Rewrite the lines of the items below, from the one holding "Mark the metal patio chair in this photo." through the one holding "0, 313, 640, 480", inclusive, as a Markdown table with the columns "Row" and "Line". Number each row and skip blank lines.
· · · · ·
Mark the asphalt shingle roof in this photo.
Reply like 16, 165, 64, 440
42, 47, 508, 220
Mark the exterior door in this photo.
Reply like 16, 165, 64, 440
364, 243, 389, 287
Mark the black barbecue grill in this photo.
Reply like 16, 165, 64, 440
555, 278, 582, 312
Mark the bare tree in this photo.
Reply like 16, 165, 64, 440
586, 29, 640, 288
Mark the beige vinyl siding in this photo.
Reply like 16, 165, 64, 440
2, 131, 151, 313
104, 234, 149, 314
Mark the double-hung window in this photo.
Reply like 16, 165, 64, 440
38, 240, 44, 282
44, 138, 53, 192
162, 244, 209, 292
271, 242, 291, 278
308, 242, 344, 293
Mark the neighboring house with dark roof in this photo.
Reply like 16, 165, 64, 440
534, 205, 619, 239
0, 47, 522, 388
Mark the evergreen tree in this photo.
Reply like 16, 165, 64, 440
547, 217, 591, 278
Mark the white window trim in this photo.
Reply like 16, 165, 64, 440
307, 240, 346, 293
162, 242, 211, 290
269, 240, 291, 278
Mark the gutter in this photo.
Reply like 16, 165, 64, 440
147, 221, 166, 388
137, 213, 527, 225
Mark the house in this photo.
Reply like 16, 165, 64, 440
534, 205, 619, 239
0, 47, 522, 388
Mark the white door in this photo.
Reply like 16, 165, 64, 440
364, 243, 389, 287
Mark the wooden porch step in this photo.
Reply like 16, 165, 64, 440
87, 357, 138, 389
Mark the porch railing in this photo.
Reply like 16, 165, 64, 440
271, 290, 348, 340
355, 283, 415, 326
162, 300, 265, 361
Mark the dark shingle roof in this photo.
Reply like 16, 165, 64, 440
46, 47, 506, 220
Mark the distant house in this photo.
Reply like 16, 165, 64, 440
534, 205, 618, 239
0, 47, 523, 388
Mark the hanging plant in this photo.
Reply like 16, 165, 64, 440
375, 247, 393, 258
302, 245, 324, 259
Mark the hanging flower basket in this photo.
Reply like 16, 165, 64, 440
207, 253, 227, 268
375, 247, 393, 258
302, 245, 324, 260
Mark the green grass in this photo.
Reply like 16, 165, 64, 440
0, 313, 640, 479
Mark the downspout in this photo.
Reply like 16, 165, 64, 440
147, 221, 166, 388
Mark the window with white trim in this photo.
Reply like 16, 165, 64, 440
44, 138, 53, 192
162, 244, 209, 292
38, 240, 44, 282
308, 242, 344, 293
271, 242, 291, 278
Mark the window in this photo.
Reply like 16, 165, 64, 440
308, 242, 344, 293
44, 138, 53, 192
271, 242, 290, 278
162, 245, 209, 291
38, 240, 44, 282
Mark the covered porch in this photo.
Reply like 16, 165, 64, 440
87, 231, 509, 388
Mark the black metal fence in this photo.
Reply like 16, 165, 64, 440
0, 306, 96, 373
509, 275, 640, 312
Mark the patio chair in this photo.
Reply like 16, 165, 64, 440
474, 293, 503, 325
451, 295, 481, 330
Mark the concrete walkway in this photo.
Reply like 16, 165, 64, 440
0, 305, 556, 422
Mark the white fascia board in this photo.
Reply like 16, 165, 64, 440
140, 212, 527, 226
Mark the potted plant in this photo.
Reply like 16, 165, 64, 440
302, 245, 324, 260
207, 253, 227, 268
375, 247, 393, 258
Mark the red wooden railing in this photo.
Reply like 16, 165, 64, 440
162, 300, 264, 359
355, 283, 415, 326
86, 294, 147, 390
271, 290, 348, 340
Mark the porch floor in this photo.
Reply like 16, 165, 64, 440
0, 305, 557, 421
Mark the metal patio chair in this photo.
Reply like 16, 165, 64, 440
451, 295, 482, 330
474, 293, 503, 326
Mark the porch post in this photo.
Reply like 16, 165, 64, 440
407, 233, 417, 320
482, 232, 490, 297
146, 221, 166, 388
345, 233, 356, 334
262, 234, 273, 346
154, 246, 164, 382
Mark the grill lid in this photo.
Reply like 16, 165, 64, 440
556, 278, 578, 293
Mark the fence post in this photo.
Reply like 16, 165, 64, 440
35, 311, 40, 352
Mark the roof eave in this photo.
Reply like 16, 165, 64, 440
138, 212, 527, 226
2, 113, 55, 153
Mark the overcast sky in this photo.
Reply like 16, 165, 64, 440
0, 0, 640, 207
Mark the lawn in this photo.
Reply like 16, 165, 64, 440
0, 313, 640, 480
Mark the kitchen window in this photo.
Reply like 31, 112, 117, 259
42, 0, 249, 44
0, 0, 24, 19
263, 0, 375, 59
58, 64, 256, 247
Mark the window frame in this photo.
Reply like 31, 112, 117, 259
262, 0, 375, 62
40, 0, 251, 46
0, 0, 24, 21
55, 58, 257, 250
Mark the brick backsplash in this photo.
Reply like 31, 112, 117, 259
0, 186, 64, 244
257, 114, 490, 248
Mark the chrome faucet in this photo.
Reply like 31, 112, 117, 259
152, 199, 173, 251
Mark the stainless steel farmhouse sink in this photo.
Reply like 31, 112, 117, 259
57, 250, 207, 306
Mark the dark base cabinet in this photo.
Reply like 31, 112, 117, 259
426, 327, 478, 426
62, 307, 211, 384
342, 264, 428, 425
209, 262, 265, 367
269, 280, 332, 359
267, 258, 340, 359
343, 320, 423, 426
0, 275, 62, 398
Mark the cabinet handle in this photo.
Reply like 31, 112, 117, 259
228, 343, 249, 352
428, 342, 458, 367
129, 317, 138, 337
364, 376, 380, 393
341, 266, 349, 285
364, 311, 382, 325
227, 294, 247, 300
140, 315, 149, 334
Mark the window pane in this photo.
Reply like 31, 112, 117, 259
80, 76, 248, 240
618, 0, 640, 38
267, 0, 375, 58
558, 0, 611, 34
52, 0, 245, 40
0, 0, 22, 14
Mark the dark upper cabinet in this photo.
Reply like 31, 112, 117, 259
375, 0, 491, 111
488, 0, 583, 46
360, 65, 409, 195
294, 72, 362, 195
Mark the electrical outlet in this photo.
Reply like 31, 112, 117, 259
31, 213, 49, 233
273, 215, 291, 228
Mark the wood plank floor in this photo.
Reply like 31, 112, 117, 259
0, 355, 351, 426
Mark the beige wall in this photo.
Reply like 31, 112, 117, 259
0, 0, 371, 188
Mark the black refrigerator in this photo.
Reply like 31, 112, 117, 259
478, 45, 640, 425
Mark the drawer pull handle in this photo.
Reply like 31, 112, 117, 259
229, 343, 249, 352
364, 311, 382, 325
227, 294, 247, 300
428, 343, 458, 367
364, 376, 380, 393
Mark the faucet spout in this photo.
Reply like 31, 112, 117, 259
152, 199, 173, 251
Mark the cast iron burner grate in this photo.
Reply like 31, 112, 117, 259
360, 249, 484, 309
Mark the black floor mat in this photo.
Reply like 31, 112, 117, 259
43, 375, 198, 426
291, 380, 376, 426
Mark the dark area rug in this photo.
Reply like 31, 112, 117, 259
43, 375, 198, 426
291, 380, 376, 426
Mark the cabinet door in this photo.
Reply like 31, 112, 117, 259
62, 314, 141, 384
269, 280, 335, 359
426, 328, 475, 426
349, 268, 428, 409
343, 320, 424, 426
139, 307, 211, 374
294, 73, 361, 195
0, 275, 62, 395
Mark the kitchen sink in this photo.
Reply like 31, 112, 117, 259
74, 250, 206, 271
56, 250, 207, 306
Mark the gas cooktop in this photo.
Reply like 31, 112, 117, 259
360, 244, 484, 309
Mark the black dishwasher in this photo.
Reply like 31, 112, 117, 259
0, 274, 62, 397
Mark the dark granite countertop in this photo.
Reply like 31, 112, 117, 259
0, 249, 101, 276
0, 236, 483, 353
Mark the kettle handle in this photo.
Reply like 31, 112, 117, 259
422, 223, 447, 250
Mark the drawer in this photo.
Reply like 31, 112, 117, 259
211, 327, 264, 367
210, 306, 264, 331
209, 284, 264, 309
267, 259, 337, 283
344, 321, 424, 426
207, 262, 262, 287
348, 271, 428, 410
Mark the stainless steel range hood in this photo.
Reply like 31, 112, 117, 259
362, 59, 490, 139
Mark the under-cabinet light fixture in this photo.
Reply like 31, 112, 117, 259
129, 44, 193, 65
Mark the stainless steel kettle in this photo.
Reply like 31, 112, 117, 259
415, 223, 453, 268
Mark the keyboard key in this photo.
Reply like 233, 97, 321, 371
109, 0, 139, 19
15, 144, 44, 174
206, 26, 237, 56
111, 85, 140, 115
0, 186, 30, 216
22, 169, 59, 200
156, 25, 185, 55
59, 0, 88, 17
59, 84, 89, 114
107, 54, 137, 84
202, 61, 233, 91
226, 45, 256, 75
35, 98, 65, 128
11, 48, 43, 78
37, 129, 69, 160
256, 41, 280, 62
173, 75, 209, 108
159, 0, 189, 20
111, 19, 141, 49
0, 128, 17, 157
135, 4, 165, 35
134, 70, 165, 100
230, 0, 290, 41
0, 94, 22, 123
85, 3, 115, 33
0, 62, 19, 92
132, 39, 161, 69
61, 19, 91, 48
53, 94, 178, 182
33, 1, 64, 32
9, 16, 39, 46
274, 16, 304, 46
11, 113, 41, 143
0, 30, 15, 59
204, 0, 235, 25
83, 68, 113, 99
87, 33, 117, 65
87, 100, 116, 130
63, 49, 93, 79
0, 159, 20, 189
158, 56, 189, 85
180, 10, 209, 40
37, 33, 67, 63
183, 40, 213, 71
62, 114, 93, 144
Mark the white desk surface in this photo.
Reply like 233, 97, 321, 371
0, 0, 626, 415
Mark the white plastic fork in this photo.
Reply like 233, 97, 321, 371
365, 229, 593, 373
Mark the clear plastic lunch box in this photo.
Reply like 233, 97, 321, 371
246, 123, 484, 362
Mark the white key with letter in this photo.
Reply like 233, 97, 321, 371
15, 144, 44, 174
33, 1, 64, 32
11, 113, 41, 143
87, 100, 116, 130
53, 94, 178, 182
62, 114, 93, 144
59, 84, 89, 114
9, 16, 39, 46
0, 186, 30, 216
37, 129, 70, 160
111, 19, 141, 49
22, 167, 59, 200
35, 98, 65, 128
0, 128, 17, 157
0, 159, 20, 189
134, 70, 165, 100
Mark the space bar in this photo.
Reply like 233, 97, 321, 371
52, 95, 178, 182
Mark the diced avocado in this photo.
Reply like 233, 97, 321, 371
· · · · ·
▶ **Answer to this problem**
| Row | Line |
|---|---|
| 1 | Mark the metal patio chair in this photo. |
| 2 | Reply like 16, 165, 64, 440 |
| 3 | 451, 295, 482, 330 |
| 4 | 474, 293, 503, 326 |
| 5 | Mark the porch post in this photo. |
| 6 | Reply like 16, 165, 64, 440 |
| 7 | 407, 233, 417, 320 |
| 8 | 482, 232, 490, 297 |
| 9 | 146, 221, 166, 388 |
| 10 | 345, 233, 356, 334 |
| 11 | 262, 234, 273, 346 |
| 12 | 154, 246, 164, 382 |
| 13 | Mark the grill lid in this photo. |
| 14 | Reply like 16, 165, 64, 440 |
| 15 | 556, 278, 578, 293 |
| 16 | Mark the fence post in this photo. |
| 17 | Reply like 16, 165, 64, 440 |
| 18 | 35, 311, 40, 352 |
| 19 | Mark the roof eave in this photo. |
| 20 | Reply like 16, 165, 64, 440 |
| 21 | 138, 212, 527, 226 |
| 22 | 2, 113, 55, 153 |
| 23 | Mark the overcast sky in this photo. |
| 24 | Reply like 16, 165, 64, 440 |
| 25 | 0, 0, 640, 207 |
| 26 | Mark the lawn in this photo. |
| 27 | Reply like 16, 165, 64, 440 |
| 28 | 0, 313, 640, 480 |